• TASK REQUIREMENTS: Transcribe the entries that follow, word for word.

• ENTRIES:
----

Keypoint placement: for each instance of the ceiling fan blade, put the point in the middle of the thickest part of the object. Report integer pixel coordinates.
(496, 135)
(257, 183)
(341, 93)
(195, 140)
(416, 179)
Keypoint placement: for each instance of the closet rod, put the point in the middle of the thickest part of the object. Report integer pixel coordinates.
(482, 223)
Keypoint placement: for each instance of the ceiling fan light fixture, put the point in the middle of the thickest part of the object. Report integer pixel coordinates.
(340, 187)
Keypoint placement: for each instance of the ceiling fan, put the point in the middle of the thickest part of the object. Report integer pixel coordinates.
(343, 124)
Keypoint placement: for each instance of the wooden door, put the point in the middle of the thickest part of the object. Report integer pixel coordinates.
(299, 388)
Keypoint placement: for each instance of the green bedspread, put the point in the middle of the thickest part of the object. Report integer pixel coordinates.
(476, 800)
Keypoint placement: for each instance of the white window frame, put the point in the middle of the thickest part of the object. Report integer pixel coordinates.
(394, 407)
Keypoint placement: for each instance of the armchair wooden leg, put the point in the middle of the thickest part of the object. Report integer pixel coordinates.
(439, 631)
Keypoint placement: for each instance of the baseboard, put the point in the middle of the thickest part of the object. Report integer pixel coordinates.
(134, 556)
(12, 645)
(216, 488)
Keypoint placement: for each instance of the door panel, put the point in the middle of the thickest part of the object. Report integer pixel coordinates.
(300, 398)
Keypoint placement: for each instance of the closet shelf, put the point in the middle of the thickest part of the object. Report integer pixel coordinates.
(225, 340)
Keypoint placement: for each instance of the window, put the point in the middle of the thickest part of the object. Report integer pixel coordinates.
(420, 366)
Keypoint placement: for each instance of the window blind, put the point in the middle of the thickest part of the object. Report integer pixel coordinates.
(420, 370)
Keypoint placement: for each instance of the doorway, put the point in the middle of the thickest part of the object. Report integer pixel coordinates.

----

• FULL RESPONSE:
Keypoint placement: for each instance of the ceiling fan blade, put the point in the middle of the thickest part of the object. Report integer pixel coordinates.
(496, 135)
(257, 183)
(341, 93)
(195, 140)
(416, 179)
Keypoint placement: for each instance of the closet rod, put the point in the middle of the thickest part of the object. Report integer pixel coordinates.
(482, 223)
Keypoint placement: for each instance of the ceiling fan light fixture, put the point in the middle of the thickest part of the object. Report integer pixel coordinates.
(340, 187)
Keypoint placement: for each instance of the ceiling fan, put the point in the middle of the thickest part of the object. Report integer pixel coordinates.
(343, 124)
Keypoint placement: for each instance of the wooden door, put the point in the middle of the thickest part of the object. Report integer pixel coordinates.
(299, 388)
Keypoint placement: for each instance of the green bedspread, put the point in the middle of the thickest part of the object. Report integer pixel coordinates.
(476, 800)
Keypoint placement: for each instance of the white window frame, put the point in the middle of the thickest part of the object. Report integer pixel coordinates.
(394, 407)
Keypoint placement: for each instance of the armchair wooden leg, put the point in the middle of the thickest part of the object. Report integer pixel coordinates.
(439, 631)
Keypoint placement: for each instance of the baseboard, put the point in the middle of the thickest part of the object. Report integer pixel coordinates.
(134, 556)
(12, 645)
(216, 488)
Keypoint placement: for each instance of the door panel, put the point in the middle of the thickest part of the object. Report integer pixel coordinates.
(300, 398)
Keypoint placement: for each instance of the closet shelf, put the point in the middle of the thickest part of the object. Report integer pixel coordinates.
(225, 340)
Keypoint placement: for each instance of the window, put the point in the middle of the thickest part of the object. Report integer pixel coordinates.
(420, 366)
Keypoint placement: for each instance of the window blind, put the point in the middle of the thickest part of the object. Report integer pixel coordinates.
(420, 370)
Keypoint placement: for each instance of the doorway, put the point in the middle of the thickest part of the object. Report integer pixel coordinates.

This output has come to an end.